Take the listing below and print exactly the lines starting at the line containing "Target: blurred bush" and ending at the line containing "Target: t-shirt sleeve", both ends included, and no others.

····················

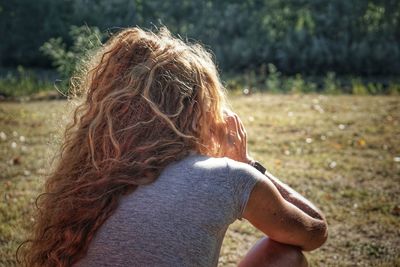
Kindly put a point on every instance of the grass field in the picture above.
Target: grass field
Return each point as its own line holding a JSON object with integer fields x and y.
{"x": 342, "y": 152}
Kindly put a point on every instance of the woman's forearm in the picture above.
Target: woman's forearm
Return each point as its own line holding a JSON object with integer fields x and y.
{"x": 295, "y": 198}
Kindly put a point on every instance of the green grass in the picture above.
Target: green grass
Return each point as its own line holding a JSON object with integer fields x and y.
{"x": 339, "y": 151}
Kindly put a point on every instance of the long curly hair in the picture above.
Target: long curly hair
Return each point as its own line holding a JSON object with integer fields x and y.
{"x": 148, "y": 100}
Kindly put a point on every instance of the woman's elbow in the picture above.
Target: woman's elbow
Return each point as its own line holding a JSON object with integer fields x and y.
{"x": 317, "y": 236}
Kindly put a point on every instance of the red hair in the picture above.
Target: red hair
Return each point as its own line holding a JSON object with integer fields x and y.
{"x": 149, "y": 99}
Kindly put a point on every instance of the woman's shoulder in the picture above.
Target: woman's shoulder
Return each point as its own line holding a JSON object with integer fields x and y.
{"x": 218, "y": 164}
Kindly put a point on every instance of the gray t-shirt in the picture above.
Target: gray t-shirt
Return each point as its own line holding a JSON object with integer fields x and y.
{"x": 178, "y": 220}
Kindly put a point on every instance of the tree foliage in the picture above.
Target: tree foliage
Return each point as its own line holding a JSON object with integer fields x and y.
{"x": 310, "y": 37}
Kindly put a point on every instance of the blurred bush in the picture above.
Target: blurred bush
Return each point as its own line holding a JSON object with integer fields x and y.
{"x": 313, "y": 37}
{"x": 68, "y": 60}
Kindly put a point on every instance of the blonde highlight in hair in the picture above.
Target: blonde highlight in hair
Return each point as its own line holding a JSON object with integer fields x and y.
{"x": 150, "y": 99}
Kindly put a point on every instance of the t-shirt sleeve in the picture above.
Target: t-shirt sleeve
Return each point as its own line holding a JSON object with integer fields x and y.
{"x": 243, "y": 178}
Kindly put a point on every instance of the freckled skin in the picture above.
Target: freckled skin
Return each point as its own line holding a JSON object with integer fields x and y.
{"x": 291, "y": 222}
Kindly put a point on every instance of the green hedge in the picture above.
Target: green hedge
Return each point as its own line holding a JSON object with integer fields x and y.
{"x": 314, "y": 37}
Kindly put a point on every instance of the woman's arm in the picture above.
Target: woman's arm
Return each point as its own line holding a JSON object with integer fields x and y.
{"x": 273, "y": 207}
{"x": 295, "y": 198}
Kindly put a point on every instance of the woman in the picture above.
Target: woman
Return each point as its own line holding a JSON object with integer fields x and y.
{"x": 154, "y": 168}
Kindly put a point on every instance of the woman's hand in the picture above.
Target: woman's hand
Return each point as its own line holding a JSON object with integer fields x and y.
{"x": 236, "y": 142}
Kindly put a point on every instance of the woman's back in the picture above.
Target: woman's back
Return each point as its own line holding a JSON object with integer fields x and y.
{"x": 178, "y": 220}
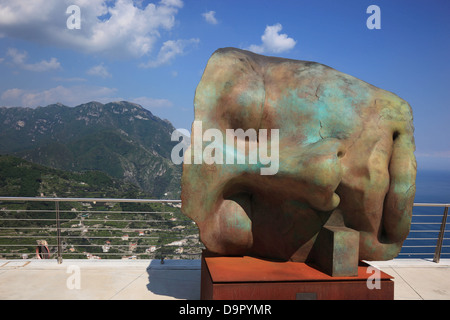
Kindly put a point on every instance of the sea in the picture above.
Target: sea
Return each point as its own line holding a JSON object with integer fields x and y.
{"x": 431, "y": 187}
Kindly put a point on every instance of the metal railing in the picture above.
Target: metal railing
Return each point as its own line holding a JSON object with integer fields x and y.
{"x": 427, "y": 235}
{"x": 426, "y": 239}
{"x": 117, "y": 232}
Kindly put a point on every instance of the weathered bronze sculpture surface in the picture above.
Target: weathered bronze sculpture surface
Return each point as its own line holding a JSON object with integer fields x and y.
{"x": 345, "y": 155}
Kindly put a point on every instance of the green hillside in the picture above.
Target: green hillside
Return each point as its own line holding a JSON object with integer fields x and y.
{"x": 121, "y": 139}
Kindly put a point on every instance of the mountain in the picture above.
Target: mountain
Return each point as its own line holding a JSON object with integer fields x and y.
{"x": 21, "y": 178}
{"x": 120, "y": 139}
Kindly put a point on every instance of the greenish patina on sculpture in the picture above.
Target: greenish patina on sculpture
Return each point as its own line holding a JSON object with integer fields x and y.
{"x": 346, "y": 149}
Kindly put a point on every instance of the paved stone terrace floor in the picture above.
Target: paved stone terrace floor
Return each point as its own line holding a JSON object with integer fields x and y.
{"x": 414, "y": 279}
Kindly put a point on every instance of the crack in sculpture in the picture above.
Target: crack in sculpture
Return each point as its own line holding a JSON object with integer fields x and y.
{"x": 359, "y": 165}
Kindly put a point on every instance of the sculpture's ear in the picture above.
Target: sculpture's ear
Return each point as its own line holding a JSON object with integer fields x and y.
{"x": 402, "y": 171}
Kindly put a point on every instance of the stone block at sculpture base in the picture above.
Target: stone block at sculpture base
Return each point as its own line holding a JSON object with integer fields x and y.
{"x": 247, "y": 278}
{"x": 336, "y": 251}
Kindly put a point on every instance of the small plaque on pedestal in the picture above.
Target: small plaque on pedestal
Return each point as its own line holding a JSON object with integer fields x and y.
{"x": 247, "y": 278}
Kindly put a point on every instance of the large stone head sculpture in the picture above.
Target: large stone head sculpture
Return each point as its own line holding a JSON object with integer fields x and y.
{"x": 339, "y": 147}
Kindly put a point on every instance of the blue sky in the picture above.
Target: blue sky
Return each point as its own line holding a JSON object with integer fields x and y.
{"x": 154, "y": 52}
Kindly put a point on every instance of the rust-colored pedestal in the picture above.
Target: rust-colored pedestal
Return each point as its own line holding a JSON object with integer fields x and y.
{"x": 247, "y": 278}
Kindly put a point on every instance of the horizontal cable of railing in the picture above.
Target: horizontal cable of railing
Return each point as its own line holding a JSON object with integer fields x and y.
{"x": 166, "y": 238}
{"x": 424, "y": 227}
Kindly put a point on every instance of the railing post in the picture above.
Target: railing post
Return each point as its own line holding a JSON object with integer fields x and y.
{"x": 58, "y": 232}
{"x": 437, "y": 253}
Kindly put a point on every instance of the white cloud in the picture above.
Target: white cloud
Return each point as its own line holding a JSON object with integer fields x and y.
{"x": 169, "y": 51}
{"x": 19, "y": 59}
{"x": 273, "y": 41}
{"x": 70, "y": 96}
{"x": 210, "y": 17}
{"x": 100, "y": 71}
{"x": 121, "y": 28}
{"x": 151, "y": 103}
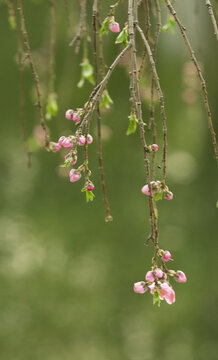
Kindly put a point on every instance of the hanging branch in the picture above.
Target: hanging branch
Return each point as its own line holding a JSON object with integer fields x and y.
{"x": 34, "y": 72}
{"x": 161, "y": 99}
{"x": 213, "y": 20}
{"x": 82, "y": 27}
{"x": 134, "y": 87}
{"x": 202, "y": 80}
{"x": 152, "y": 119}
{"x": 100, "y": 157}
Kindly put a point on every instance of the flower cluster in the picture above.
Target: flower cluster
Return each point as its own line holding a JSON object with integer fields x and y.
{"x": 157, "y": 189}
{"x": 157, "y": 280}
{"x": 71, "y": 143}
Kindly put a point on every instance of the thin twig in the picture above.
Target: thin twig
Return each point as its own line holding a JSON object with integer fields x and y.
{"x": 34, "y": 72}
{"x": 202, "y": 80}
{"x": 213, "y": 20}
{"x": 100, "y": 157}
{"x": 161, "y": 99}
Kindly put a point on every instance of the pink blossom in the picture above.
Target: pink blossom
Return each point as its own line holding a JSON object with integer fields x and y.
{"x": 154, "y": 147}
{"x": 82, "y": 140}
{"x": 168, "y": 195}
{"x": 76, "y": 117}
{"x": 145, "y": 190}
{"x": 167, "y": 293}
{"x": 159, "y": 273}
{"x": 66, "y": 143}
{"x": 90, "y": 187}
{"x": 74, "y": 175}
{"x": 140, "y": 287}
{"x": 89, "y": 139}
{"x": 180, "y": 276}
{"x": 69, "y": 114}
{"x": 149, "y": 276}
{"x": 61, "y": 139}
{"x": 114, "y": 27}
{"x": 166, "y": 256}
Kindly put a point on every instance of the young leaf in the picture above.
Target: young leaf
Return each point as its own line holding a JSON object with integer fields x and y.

····················

Final answer =>
Target: blurred bush
Return each point as its own line holding a JSON object with integer fields x and y.
{"x": 313, "y": 37}
{"x": 68, "y": 60}
Kindly put a point on every instance of the blonde highlight in hair in the picture above.
Target: blonde highlight in hair
Return each point as its own line holding a JSON object with integer fields x and y.
{"x": 150, "y": 99}
Kindly put a point on every instance of the t-shirt sleeve in the picture above.
Target: t-shirt sleeve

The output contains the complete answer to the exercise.